The layer-wise pretraining of a DBN proceeds as follows. Start with the first RBM and train it using input data in the visible layer and the CD algorithm (or its latest better variants). Then, stack a second RBM on top of this. For this RBM, use values sample from as the values for the visible layer. Continue this process for the desired number of layers. The outputs of hidden units from the top layer can also be used as inputs for training a supervised model. For this, add a conventional NN layer at the top of DBN with the desired number of classes as the number of output nodes. Input for this NN would be the output from the top layer of DBN. This is called **DBN-DNN architecture**. Here, a DBN's role is generating highly efficient features (the output of the top layer of DBN) automatically from the input data for the supervised NN in the top layer. The architecture of a five-layer DBN-DNN for a binary classification task is shown in the following figure:

The last layer is trained using the backpropagation algorithm in a supervised manner for the two classes c_{1} and c_{2} . We will illustrate the training and classification with such a DBN-DNN using the darch R package.

## The darch R package

The darch package, written by Martin Drees, is one of the R packages by which one can begin doing deep learning in R. It implements the DBN described in the previous section. The package can be downloaded from https://cran.r-project.org/web/packages/darch/index.html.

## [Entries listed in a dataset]
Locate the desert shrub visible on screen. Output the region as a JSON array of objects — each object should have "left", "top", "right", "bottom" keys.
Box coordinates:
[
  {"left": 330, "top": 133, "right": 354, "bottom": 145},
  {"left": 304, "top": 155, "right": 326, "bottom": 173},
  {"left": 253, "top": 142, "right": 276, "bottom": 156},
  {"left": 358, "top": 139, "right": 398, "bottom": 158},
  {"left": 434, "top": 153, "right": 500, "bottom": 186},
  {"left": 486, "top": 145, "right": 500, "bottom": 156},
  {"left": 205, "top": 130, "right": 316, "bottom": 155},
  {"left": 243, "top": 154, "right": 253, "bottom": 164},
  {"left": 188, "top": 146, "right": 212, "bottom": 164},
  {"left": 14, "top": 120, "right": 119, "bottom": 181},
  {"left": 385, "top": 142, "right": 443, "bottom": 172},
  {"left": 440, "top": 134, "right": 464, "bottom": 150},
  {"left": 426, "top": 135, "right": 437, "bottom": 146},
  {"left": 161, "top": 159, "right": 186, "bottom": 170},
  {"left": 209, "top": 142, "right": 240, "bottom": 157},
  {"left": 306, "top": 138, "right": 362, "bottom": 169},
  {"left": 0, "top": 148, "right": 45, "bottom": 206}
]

## [STATED EXERCISE]
Reproduce the portion of the DBN passage that begins with the words "The last layer" and ends after "darch R package.".

## [FULL ANSWER]
The last layer is trained using the backpropagation algorithm in a supervised manner for the two classes c_{1} and c_{2} . We will illustrate the training and classification with such a DBN-DNN using the darch R package.